**DIRECTIVES:**
a. Determine whether each statement below agrees with the bankruptcy excerpt, answering yes or no and quoting the deciding words of the excerpt: (i) The debtor's memorandum of law refers to Rule 3020(d). (ii) The Committee supports the debtor's motion. (iii) TAB maintains that the debtor's plan has already been substantially consummated.
b. Set down word for word the stretch of the bankruptcy excerpt from "Although the debtor" through "1127(b) of the Bankruptcy Code.".
c. According to the bankruptcy excerpt, which section of the Bankruptcy Code controls the debtor's current motion?

**EXTRACT PROVIDED:**

▬▬▬▬▬▬▬▬▬▬

Although the debtor cites Fed.R.Bankr.P. 3020(d) in its motion as a basis for relief, no reference to the rule is set forth in the debtor's memorandum of law. Rule 3020(d) provides: "Notwithstanding the entry of the order of confirmation, the court may issue any other order necessary to administer the estate." While Rule 3020(d) is a general recognition of the court's continued authority in a case post-confirmation, it provides no specific support for the debtor's current motion, which as discussed hereafter, is controlled by § 1127(b) of the Bankruptcy Code.
Not surprisingly, TAB objects to the debtor's motion. TAB asserts that the debtor's plan cannot be modified because it has already been substantially consummated. TAB additionally argues that even if substantial consummation has not occurred, the debtor's motion lacks merit because: "(1) any modification is futile since the avoidance and claims deadlines have run, (2) the plan is res judicata on the claims of [TAB] and Debtor, (3) Debtor is bound by judicial estoppel and a post-confirmation agreement which preclude it from taking the position that [TAB] is unsecured, (4) Debtor can only obtain the relief ittrulyseeks through an adversary proceeding, and (5) Debtor has unclean hands." On the other hand, the debtor's motion is supported by the Committee. In a response filed December 1, 2004, the Committee asserts that the court "should determine the extent, validity and priority of TAB's claim to determine if it is a creditor of the debtor, and if so, a secured or an unsecured creditor." The Committee also argues that:
It would be an injustice to other creditors to allow TAB to attempt to elevate its alleged claim to a secured claim when it never perfected its lien as to the debtor and the debtor mistakenly assumed TAB was a secured creditor. Pursuant to 11 U.S.C. § 105, the Court may enter Orders that are necessary or appropriate to carry out the provisions of the Bankruptcy Code. Based on the facts in this matter, if TAB is entitled to a claim, its claim is an unsecured claim.

▬▬▬▬▬▬▬▬▬▬

**Location identification material:**

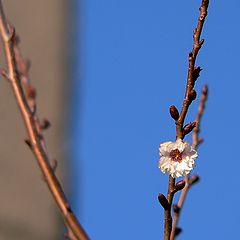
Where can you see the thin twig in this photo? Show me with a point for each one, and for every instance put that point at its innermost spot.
(189, 181)
(190, 95)
(30, 119)
(192, 69)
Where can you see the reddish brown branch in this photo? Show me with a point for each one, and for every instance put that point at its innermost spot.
(190, 181)
(193, 71)
(190, 95)
(25, 97)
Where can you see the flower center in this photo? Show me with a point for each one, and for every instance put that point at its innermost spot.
(176, 155)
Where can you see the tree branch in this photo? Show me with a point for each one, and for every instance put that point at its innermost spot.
(25, 97)
(190, 95)
(190, 181)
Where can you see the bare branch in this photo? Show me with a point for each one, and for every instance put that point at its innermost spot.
(25, 96)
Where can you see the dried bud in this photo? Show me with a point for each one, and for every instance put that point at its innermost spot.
(193, 179)
(54, 165)
(174, 112)
(196, 73)
(176, 208)
(28, 142)
(205, 90)
(163, 201)
(192, 95)
(179, 185)
(45, 124)
(178, 231)
(189, 127)
(31, 92)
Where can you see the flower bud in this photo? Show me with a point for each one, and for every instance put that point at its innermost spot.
(179, 185)
(192, 95)
(205, 90)
(45, 124)
(31, 92)
(196, 73)
(178, 231)
(176, 208)
(194, 179)
(174, 112)
(163, 201)
(28, 142)
(189, 127)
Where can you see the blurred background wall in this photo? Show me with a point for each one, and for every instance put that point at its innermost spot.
(27, 210)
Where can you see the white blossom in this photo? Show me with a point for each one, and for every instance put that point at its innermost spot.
(177, 158)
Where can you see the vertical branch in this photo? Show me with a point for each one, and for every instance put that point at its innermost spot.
(26, 104)
(193, 71)
(190, 181)
(190, 95)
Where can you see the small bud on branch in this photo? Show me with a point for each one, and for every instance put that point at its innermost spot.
(179, 185)
(189, 127)
(163, 201)
(192, 95)
(196, 73)
(176, 208)
(174, 112)
(193, 179)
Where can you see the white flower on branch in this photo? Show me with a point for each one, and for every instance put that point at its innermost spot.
(177, 158)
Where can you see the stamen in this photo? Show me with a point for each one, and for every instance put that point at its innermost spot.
(176, 155)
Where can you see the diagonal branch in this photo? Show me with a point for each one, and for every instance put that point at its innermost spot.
(190, 181)
(31, 122)
(190, 95)
(193, 71)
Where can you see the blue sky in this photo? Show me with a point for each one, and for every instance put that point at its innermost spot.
(129, 66)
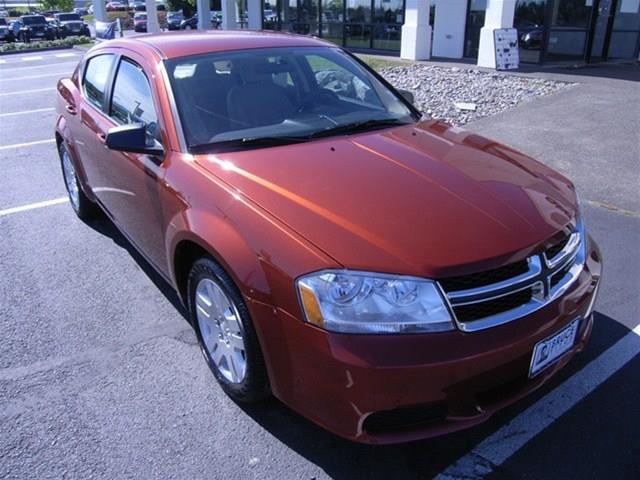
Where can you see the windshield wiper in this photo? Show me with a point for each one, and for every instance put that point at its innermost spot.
(358, 127)
(246, 142)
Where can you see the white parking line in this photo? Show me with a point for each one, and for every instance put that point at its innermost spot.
(33, 206)
(20, 67)
(35, 76)
(497, 448)
(27, 144)
(26, 112)
(20, 92)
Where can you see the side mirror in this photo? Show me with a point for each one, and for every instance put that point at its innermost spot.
(407, 95)
(132, 138)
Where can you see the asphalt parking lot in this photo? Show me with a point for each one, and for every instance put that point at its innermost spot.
(100, 375)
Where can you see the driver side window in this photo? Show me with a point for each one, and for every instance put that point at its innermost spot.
(132, 101)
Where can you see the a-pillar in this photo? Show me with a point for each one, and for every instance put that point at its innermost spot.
(204, 14)
(254, 11)
(229, 14)
(152, 16)
(499, 15)
(416, 31)
(99, 10)
(448, 28)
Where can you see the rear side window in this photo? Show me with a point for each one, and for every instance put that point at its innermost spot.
(95, 79)
(132, 101)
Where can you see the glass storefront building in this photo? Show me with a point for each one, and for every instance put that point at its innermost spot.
(548, 30)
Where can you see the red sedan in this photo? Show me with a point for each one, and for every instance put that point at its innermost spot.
(389, 277)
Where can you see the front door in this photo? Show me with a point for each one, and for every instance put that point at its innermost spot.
(131, 183)
(601, 31)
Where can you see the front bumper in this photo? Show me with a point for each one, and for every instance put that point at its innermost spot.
(382, 389)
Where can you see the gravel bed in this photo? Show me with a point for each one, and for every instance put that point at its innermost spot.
(438, 89)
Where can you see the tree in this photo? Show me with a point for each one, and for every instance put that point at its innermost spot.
(62, 5)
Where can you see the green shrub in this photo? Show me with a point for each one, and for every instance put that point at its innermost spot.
(11, 47)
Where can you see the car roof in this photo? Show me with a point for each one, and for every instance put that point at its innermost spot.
(169, 45)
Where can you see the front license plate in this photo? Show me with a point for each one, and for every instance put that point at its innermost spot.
(550, 349)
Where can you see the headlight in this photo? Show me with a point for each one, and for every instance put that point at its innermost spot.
(361, 302)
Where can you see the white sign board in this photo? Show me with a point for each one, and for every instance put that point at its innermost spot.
(507, 54)
(630, 6)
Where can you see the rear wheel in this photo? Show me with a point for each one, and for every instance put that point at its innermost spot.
(225, 333)
(83, 207)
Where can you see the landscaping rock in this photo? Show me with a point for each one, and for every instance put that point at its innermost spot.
(445, 93)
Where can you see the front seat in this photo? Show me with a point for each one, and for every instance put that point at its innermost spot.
(257, 101)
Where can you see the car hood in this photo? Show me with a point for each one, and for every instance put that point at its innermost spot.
(426, 199)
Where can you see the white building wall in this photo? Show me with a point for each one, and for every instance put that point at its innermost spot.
(449, 26)
(204, 14)
(229, 14)
(99, 10)
(499, 14)
(416, 31)
(152, 16)
(254, 12)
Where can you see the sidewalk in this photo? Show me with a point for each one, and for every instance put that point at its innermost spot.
(591, 133)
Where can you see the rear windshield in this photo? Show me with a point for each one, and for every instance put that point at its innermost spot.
(68, 17)
(34, 20)
(278, 92)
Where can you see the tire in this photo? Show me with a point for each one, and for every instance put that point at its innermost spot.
(85, 209)
(225, 333)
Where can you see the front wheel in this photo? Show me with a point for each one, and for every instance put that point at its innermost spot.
(225, 333)
(83, 207)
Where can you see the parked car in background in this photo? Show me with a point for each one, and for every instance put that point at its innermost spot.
(530, 35)
(35, 27)
(116, 7)
(174, 19)
(192, 23)
(54, 26)
(6, 33)
(70, 24)
(387, 275)
(140, 22)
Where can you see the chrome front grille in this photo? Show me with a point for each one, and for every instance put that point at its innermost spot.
(488, 299)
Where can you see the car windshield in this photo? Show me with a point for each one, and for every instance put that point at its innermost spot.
(68, 17)
(260, 97)
(34, 20)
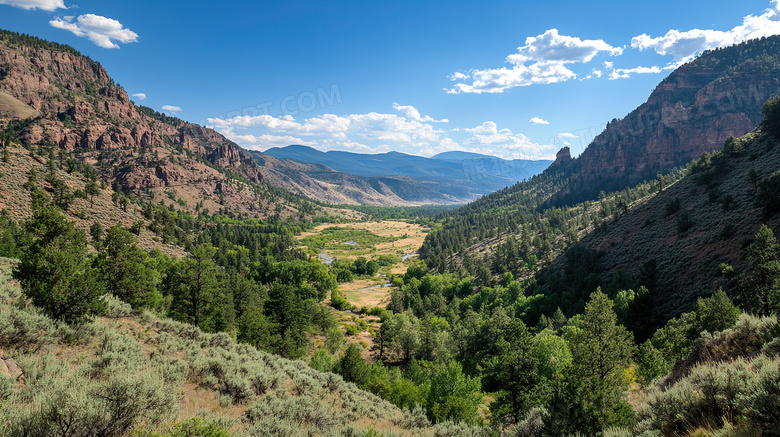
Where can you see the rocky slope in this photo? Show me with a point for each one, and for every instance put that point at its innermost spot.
(320, 182)
(391, 179)
(694, 227)
(52, 98)
(696, 108)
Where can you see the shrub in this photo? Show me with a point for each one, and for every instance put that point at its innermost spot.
(771, 112)
(761, 402)
(27, 330)
(672, 206)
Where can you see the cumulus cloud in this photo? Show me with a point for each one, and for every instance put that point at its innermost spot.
(102, 31)
(331, 128)
(46, 5)
(686, 44)
(622, 73)
(542, 60)
(375, 133)
(488, 138)
(498, 80)
(458, 76)
(411, 113)
(551, 46)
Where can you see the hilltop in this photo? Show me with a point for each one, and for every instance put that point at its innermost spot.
(393, 178)
(695, 109)
(57, 103)
(530, 226)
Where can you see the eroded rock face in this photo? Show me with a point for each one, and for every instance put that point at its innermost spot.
(83, 109)
(693, 110)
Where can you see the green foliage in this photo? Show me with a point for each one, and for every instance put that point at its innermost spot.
(768, 196)
(352, 367)
(771, 113)
(602, 350)
(198, 297)
(760, 292)
(713, 395)
(125, 270)
(194, 427)
(453, 395)
(515, 369)
(650, 363)
(56, 272)
(716, 313)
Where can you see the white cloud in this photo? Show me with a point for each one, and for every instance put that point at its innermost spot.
(458, 76)
(551, 46)
(488, 139)
(46, 5)
(622, 73)
(542, 60)
(685, 44)
(411, 113)
(499, 80)
(102, 31)
(342, 131)
(375, 133)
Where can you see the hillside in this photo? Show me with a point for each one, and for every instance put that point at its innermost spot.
(320, 182)
(55, 102)
(690, 229)
(123, 374)
(397, 178)
(695, 109)
(571, 198)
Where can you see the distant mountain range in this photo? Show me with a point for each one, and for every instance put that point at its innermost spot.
(392, 178)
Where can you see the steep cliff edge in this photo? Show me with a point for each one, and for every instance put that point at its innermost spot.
(54, 99)
(695, 109)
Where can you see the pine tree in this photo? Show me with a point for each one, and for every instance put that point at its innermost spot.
(602, 350)
(55, 272)
(515, 368)
(761, 291)
(123, 268)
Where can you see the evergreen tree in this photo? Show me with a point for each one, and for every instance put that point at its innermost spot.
(124, 271)
(352, 367)
(602, 350)
(761, 291)
(198, 297)
(285, 310)
(515, 368)
(55, 272)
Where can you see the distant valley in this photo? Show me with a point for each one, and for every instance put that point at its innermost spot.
(391, 179)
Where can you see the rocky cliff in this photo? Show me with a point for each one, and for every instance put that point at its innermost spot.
(51, 97)
(695, 109)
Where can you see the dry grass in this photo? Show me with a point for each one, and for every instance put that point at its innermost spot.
(10, 107)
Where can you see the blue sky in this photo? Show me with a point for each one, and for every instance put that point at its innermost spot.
(512, 78)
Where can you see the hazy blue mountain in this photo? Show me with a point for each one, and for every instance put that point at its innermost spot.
(487, 172)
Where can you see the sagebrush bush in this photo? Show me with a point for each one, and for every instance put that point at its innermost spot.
(760, 403)
(115, 308)
(28, 330)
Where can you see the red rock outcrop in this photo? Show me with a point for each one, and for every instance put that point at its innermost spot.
(695, 109)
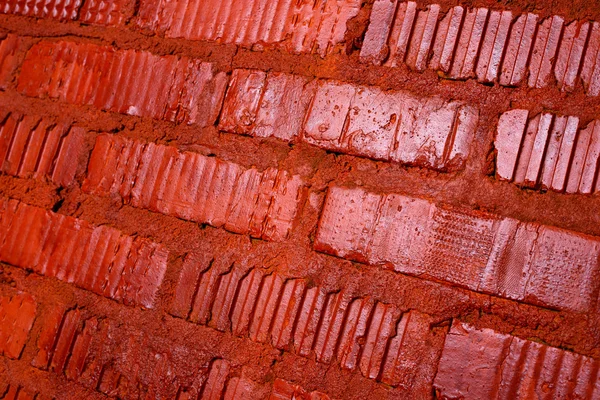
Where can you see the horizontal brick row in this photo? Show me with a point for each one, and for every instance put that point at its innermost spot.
(102, 12)
(33, 146)
(548, 151)
(483, 252)
(315, 26)
(16, 319)
(99, 259)
(131, 82)
(488, 45)
(102, 355)
(195, 187)
(359, 120)
(484, 364)
(283, 390)
(360, 333)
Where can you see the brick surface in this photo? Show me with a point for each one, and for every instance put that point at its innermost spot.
(16, 319)
(315, 26)
(372, 337)
(99, 259)
(484, 364)
(485, 45)
(522, 261)
(194, 187)
(177, 89)
(31, 146)
(548, 151)
(359, 120)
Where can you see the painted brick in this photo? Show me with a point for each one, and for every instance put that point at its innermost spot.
(316, 26)
(360, 333)
(363, 121)
(528, 262)
(553, 152)
(99, 259)
(16, 319)
(9, 49)
(484, 44)
(36, 147)
(194, 187)
(137, 82)
(484, 364)
(283, 390)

▬▬▬▬▬▬▬▬▬▬

**ANSWERS TO EACH TASK:**
a.
(i) No: "no reference to the rule is set forth in the debtor's memorandum of law."
(ii) Yes: "the debtor's motion is supported by the Committee."
(iii) Yes: "TAB asserts that the debtor's plan cannot be modified because it has already been substantially consummated."

b.
Although the debtor cites Fed.R.Bankr.P. 3020(d) in its motion as a basis for relief, no reference to the rule is set forth in the debtor's memorandum of law. Rule 3020(d) provides: "Notwithstanding the entry of the order of confirmation, the court may issue any other order necessary to administer the estate." While Rule 3020(d) is a general recognition of the court's continued authority in a case post-confirmation, it provides no specific support for the debtor's current motion, which as discussed hereafter, is controlled by § 1127(b) of the Bankruptcy Code.

c. § 1127(b) of the Bankruptcy Code.